─── Text shown ───

[A Popular Account of Dr. Livingstone’s Expedition to the Zambesi and Its Tributaries by David Livingstone]@TWC D-Link book
A Popular Account of Dr. Livingstone’s Expedition to the Zambesi and Its Tributaries

CHAPTER VI
38/46

For this purpose they made a journey to the sacred hill of Nchomokela, on which repose the bodies of their ancestors; and, after a solemn appeal to the unseen spirits to attest the innocence of their children, they swallowed the muave, vomited, and were therefore declared not guilty.

It is evident that they believe that the soul has a continued existence; and that the spirits of the departed know what those they have left behind them are doing, and are pleased or not according as their deeds are good or evil; this belief is universal.

The owner of a large canoe refused to sell it, because it belonged to the spirit of his father, who helped him when he killed the hippopotamus.

Another, when the bargain for his canoe was nearly completed, seeing a large serpent on a branch of the tree overhead, refused to complete the sale, alleging that this was the spirit of his father come to protest against it.

─── Recorded data ───

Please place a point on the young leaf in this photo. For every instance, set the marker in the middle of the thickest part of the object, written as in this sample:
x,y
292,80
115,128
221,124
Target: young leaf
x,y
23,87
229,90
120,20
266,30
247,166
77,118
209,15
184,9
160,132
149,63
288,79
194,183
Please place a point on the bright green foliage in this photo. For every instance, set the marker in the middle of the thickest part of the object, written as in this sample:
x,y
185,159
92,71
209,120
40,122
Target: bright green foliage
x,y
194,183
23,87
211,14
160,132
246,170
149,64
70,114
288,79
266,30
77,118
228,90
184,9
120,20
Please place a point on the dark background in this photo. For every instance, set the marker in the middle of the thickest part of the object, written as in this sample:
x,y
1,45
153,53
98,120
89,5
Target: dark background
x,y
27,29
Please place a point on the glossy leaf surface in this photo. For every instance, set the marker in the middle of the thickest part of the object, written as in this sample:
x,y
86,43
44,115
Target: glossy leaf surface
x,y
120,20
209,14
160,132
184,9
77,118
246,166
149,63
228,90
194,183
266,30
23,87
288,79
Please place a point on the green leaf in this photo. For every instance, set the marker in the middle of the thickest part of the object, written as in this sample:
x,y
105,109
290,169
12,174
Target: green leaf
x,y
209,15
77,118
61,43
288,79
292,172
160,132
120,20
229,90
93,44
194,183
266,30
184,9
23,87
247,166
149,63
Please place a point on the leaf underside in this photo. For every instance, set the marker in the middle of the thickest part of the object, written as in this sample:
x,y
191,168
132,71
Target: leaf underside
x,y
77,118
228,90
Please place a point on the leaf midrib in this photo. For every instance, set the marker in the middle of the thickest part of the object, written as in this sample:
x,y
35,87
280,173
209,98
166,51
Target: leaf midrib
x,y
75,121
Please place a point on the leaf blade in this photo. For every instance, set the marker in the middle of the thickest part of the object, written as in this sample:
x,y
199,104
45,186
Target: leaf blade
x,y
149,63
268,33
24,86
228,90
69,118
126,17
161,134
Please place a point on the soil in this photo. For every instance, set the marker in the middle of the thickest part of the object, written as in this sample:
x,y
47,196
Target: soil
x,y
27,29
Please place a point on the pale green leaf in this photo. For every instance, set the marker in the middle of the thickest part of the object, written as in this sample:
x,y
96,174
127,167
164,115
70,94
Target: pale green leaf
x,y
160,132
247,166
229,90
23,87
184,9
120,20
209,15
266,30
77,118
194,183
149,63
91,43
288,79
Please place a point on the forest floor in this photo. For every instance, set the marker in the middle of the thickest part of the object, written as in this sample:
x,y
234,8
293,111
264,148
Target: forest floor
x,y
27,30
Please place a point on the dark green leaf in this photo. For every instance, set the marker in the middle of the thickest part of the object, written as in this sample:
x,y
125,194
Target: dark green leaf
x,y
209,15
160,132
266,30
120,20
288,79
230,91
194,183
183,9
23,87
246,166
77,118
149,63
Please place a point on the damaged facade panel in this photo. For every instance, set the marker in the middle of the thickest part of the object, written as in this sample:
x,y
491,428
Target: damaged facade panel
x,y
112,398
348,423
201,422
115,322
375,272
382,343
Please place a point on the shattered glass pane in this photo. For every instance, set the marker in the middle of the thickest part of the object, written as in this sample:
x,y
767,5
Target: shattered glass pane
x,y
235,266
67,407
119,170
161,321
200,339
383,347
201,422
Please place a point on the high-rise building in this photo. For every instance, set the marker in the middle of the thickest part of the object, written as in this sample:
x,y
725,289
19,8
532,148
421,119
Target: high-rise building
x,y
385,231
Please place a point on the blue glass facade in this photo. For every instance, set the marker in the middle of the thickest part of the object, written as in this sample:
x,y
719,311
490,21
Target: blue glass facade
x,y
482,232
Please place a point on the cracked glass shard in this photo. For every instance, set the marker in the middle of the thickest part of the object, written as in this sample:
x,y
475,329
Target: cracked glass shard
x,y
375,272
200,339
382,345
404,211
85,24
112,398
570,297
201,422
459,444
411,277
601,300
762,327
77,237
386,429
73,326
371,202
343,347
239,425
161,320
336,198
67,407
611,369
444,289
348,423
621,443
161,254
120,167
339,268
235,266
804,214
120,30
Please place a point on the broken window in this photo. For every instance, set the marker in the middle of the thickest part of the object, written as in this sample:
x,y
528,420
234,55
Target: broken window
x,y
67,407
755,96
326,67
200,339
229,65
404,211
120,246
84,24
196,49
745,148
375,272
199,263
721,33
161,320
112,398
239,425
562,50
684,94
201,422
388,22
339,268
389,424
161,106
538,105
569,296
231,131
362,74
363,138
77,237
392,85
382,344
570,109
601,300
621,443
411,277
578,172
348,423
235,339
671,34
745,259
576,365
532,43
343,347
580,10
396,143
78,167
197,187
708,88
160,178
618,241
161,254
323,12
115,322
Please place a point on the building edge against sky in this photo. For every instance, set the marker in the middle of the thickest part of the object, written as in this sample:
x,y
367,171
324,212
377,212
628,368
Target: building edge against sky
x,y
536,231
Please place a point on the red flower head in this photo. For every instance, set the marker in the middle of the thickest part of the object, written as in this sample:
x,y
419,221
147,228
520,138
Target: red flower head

───

**What to work on**
[A] List every action that the expedition excerpt says was performed to establish the innocence of the children.
[B] According to the expedition excerpt, why did the owner of the large canoe refuse to sell it?

**Solution list**
[A]
- They made a journey to the sacred hill of Nchomokela.
- They made a solemn appeal to the unseen spirits to attest the innocence of their children.
- They swallowed the muave.
- They vomited.

[B] He refused because the canoe belonged to the spirit of his father. That spirit had helped him when he killed the hippopotamus.